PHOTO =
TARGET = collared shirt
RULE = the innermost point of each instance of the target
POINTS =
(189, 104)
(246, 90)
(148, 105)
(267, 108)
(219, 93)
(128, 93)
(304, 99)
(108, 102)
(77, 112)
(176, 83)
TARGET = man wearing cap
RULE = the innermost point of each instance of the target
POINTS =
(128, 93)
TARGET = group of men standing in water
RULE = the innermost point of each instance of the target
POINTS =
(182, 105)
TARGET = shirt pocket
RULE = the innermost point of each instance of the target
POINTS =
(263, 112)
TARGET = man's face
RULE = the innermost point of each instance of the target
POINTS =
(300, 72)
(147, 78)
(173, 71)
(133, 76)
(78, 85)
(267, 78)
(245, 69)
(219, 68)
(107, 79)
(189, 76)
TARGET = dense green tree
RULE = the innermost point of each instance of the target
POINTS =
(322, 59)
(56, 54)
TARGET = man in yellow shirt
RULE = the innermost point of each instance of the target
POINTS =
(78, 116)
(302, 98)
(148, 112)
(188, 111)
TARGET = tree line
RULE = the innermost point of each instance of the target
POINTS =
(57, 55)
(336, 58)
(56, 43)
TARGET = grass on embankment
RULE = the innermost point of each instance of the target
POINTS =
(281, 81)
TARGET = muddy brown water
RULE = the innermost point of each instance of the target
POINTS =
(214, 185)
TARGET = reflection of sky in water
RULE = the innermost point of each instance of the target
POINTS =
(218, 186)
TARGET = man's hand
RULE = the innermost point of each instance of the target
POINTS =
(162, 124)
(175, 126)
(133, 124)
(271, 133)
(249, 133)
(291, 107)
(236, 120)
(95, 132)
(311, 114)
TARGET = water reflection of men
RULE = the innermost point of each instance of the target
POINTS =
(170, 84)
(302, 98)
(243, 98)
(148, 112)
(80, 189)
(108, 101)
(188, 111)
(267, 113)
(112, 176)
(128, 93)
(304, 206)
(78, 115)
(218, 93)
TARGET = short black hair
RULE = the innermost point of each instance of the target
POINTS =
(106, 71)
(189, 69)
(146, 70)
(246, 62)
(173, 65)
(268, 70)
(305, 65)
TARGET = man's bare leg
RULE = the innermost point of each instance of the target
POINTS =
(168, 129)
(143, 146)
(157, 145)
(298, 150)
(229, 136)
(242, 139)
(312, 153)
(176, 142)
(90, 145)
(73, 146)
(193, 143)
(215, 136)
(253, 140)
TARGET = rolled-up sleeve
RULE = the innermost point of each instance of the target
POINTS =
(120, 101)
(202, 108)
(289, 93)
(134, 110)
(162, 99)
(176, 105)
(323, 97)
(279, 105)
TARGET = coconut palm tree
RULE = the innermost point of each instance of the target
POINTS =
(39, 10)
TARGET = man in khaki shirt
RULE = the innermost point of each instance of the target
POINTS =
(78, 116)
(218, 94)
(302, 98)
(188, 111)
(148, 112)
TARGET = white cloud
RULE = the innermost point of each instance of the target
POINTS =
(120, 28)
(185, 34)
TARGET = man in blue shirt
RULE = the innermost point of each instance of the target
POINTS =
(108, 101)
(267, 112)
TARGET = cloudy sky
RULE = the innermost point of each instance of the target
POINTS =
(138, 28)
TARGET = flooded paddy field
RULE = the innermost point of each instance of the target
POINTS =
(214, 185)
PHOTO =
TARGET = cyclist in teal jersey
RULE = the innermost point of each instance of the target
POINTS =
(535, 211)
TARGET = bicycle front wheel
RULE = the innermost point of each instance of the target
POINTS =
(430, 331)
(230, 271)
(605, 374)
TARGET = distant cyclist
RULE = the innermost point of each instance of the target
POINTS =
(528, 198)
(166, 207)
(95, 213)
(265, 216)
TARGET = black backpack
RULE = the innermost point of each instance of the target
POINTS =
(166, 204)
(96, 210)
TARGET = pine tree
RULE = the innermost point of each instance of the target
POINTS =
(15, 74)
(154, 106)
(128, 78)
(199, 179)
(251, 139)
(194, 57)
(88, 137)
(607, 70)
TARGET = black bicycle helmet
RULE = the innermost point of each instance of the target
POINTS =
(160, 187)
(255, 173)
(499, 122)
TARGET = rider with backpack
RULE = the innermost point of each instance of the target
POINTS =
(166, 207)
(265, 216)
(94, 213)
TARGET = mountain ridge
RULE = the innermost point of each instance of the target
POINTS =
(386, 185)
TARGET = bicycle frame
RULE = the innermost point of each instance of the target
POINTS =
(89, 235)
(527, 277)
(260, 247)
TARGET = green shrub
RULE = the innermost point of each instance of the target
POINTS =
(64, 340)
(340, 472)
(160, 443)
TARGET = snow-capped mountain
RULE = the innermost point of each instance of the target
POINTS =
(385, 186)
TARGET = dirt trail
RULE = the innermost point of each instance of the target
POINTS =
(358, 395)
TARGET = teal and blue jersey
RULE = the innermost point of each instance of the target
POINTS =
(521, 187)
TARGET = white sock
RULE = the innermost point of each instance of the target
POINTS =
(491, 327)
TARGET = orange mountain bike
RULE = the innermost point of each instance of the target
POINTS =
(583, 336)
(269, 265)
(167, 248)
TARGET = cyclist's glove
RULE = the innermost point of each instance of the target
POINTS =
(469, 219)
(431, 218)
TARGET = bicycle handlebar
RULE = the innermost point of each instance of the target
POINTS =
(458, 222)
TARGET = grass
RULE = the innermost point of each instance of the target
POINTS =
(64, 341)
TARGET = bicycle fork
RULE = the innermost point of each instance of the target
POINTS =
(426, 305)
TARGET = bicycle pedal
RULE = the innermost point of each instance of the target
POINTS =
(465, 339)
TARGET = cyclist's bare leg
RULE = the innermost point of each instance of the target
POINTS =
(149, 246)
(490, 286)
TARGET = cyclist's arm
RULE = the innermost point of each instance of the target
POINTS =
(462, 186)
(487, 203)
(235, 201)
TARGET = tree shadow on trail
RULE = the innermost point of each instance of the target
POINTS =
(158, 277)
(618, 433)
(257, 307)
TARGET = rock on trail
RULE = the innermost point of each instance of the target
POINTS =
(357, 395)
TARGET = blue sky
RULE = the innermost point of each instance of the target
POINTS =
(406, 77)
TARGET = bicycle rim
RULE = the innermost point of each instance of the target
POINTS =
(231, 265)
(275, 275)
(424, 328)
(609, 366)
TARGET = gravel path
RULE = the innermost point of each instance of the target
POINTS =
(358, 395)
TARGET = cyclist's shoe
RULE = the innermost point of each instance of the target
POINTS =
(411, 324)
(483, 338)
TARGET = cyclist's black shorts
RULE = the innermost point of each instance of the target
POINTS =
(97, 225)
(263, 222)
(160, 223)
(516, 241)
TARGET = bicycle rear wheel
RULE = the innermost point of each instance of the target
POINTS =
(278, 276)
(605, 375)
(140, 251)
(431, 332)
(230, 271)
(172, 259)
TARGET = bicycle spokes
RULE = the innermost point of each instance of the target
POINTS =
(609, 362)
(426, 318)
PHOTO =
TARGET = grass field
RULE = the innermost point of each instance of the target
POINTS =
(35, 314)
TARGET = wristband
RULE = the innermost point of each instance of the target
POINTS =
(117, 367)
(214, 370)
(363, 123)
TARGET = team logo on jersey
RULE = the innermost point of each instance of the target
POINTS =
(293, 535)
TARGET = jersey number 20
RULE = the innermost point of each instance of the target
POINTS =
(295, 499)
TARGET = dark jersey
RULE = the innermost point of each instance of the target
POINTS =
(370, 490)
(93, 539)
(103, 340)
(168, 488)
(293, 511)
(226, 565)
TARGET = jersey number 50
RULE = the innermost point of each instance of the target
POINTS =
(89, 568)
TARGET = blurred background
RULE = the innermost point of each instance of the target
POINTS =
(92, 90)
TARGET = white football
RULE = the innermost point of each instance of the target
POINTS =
◇ ◇ ◇ ◇ ◇
(What is needed) What lines of the preceding data include the string "trail"? Pull them out.

(Task output)
TARGET = dirt trail
TARGET = tree shadow on trail
TARGET = rock on trail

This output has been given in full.